_SOURCE MATERIAL_.

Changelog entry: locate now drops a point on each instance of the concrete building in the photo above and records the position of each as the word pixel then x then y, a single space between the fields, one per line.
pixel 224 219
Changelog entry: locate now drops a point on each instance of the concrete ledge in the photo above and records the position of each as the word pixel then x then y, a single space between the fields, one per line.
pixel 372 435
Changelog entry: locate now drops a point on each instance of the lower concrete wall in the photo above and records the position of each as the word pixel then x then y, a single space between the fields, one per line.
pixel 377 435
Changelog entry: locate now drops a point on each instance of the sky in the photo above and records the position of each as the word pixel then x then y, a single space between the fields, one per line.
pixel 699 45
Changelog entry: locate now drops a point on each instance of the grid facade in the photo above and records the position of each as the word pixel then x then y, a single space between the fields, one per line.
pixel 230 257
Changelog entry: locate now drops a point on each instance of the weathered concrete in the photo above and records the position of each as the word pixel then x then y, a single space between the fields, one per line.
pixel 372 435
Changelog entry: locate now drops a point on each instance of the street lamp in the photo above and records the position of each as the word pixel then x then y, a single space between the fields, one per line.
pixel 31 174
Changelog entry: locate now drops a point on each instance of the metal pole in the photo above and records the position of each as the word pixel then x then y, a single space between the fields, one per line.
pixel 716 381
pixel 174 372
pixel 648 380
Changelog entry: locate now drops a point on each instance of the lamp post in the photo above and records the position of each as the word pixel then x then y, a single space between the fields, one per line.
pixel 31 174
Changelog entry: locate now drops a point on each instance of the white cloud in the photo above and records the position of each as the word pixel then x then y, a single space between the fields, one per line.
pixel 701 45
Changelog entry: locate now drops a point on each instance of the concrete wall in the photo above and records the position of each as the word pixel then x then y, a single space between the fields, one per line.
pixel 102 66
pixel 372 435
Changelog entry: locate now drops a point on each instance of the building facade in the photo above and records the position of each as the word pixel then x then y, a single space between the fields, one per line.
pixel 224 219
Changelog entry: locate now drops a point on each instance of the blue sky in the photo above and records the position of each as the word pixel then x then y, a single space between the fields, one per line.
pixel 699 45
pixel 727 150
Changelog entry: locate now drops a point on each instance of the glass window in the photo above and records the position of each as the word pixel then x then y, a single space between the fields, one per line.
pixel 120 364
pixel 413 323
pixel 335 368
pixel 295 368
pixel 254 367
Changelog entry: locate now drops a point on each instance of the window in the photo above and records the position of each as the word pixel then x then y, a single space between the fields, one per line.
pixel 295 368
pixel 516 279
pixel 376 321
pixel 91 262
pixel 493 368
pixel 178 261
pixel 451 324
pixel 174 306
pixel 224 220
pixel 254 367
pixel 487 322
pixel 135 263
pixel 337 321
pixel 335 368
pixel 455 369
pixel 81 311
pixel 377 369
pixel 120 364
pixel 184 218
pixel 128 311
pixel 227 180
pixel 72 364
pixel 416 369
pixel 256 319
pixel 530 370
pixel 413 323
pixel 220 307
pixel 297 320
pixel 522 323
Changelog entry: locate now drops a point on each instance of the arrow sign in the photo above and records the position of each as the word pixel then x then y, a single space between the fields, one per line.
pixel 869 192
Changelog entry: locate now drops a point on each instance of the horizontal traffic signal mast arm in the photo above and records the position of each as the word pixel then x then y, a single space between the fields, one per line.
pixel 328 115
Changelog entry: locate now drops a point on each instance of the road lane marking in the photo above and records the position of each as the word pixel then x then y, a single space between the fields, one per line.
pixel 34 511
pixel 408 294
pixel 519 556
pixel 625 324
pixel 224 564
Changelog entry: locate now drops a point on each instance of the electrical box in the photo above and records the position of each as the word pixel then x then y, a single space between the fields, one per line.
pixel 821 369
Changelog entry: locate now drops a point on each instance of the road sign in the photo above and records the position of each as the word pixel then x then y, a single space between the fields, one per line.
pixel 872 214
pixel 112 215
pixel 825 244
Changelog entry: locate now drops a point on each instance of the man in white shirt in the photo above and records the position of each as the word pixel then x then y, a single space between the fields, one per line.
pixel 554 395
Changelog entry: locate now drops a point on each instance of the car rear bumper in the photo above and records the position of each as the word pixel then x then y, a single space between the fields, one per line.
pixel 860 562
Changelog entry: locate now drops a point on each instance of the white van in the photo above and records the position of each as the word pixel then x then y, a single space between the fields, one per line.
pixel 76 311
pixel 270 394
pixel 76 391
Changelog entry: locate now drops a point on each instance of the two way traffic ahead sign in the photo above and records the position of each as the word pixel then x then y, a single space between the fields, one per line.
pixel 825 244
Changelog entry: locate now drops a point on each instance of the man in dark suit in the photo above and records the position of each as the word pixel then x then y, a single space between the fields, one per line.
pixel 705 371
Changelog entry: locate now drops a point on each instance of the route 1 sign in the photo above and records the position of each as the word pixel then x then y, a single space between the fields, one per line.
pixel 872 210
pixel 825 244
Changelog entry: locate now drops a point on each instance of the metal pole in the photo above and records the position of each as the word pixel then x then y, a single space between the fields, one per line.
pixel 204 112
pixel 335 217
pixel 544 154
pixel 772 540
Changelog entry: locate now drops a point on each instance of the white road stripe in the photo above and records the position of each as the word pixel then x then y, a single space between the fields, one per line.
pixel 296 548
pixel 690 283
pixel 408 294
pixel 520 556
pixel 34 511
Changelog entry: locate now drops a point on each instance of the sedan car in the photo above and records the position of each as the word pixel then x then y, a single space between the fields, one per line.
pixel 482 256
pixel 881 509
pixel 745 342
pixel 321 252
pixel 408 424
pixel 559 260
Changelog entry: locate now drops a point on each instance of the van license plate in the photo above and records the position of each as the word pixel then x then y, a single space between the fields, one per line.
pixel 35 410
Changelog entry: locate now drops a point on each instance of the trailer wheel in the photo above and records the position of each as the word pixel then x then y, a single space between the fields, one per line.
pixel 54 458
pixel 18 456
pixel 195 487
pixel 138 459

_GIVEN EXERCISE_. Above are the records; retype every one exactly.

_SOLVED PROBLEM_.
Changelog entry: locate now drops a point on each instance of the concrete building in the photo above and records the position of each as the word pixel then x then y, a single space between the fields, one per line.
pixel 224 219
Changelog entry: locate now drops a point on each instance of the concrete ledge in the photo above and records the position of each as the word pixel then x then y, a single space between the fields, one per line.
pixel 372 435
Changelog entry: locate now drops a point on each instance of the lower concrete wall in the photo above and records the position of each as the word pixel then x then y, a single space between the fields, one per line.
pixel 377 435
Changelog entry: locate now drops a point on each instance of the sky in the photo above and records the position of each as the word pixel then x then y, a single space between the fields, one per line.
pixel 699 45
Changelog entry: locate now drops a point on each instance of the grid facade in the photo above and records the position of each as the word pixel then x then y, a single space between the fields, one per line.
pixel 230 257
Changelog entry: locate now drops a point on each instance of the weathered concrete in the photo above and records the position of each as the word pixel then x then y, a single space between the fields, one per line.
pixel 372 435
Changelog entry: locate now drops a point on each instance of the street lamp in the photo above and records the position of each as the word pixel then x then y, a single space between the fields, one per line.
pixel 31 174
Changelog entry: locate now drops a point on each instance of the metal pole in the photo above and records the position of each as the word pixel then x then y, a single space between the fields, one per line.
pixel 716 381
pixel 174 372
pixel 648 380
Changelog entry: locate now drops a point on each instance of the lamp post in the photo above and records the position of each as the word pixel then x then y, a single space between the fields, one per line.
pixel 31 174
Changelog entry: locate now drops a point on each instance of the white cloud in the photo above and records the position of each as the word pixel then x then y, a single space between the fields, one per line.
pixel 701 45
Changelog entry: locate now drops a point on each instance of the concrete wall in the photo above and records the position of each as the word pixel then x then y, a single space between the fields, one per line.
pixel 102 66
pixel 372 435
Changelog entry: locate now drops a point on each instance of the building facade in the photo above and records the position of each as the word pixel then x then y, a single space between the fields, one per line.
pixel 224 219
Changelog entry: locate now drops a point on each instance of the blue sky in the photo above and records the position of each as the word pixel then x then y, a single space between the fields, one per line.
pixel 699 45
pixel 727 150
Changelog entry: locate now drops a point on each instance of the glass window in the photo above and records the position of each as the word pixel then x then y, a single space between the fields, one per line.
pixel 120 364
pixel 413 323
pixel 335 368
pixel 295 368
pixel 254 367
Changelog entry: locate now drops a point on each instance of the window in the photo above and records the position of each as the word pixel then x then y, a single space between the fields, one per line.
pixel 295 368
pixel 516 279
pixel 376 321
pixel 91 262
pixel 493 368
pixel 178 261
pixel 451 324
pixel 174 306
pixel 224 220
pixel 254 367
pixel 487 322
pixel 135 263
pixel 337 321
pixel 335 368
pixel 455 369
pixel 81 311
pixel 377 369
pixel 120 364
pixel 184 218
pixel 128 311
pixel 227 180
pixel 72 364
pixel 416 369
pixel 256 319
pixel 530 370
pixel 413 323
pixel 220 307
pixel 297 320
pixel 522 323
Changelog entry: locate now drops a point on each instance of the arrow sign in the photo above and records the position of each as the word pixel then x then y, a single space between the fields, one per line.
pixel 869 192
Changelog entry: locate now drops a point on each instance of the horizontal traffic signal mast arm in the photo above and records the position of each as the word pixel then x then y, a single space between the fields, one per line.
pixel 328 115
Changelog entry: locate now drops a point on each instance of the road lane marking in the photo above and records the position of each as the word pixel then x then y, a single space between the fields, one per line.
pixel 34 511
pixel 408 294
pixel 519 556
pixel 625 324
pixel 224 564
Changelog entry: locate now drops a point on each instance of the electrical box in the photo above and records the position of each as the word pixel then x then y, a single space between the fields, one per line.
pixel 821 369
Changelog entry: locate now drops a point on each instance of the road sign in the photo above and records the position of each as the word pixel then x then y, a single space between the fields, one per line.
pixel 872 214
pixel 112 215
pixel 825 244
Changelog entry: locate now drops a point on each instance of the man in white shirt in the photo above and records the position of each as the word pixel then x then y, a single space between the fields, one per line.
pixel 554 395
Changelog entry: locate now drops a point on each instance of the car rear bumper in the photo above and records the position of each as the word pixel then x then y, a single space between the fields, one per line.
pixel 860 562
Changelog entry: locate now drops a point on each instance of the white van in the photo above and records the position of each as the word pixel then x then y, a single space between the fields, one per line.
pixel 76 311
pixel 270 394
pixel 76 391
Changelog entry: locate now drops a point on each instance of the two way traffic ahead sign in the photo above and records the position of each as the word pixel then x then y, a single space between the fields, one per line.
pixel 825 244
Changelog entry: locate now drops a point on each instance of the man in dark suit in the photo above and records the position of each as the word pixel then x then y, a single space between the fields, one per line.
pixel 705 371
Changelog entry: locate now drops a point on each instance of the route 1 sign in the photo above and records the position of each as the word pixel then x then y, a single space between the fields, one per line.
pixel 872 210
pixel 825 244
Changelog entry: locate now drops a point on each instance of the metal pole in the photo above and records the position of each as the word pixel then x then y, a single space between the fields, one per line.
pixel 204 112
pixel 335 217
pixel 544 154
pixel 772 540
Changelog entry: locate now drops a point on each instance of the white road stripe in the photo above and records the position of each as the word pixel then x then y, a single space between the fields, one per line.
pixel 296 548
pixel 690 283
pixel 408 294
pixel 520 556
pixel 34 511
Changelog entry: locate now drops a point on each instance of the sedan car in the photo above and records the position of each as the word pixel then x then y, a single space between the fields, one per line.
pixel 482 256
pixel 881 509
pixel 745 342
pixel 321 252
pixel 408 424
pixel 559 260
Changelog entry: locate now drops a point on each instance of the van license plate in the photo above and records the position of each as the word pixel then x then y, a single space between the fields, one per line.
pixel 35 410
Changelog entry: locate now drops a point on each instance of the trailer wheel in the photo above and records the position of each as the word pixel then x then y, a single space between the fields, one per line.
pixel 54 458
pixel 18 456
pixel 195 487
pixel 138 459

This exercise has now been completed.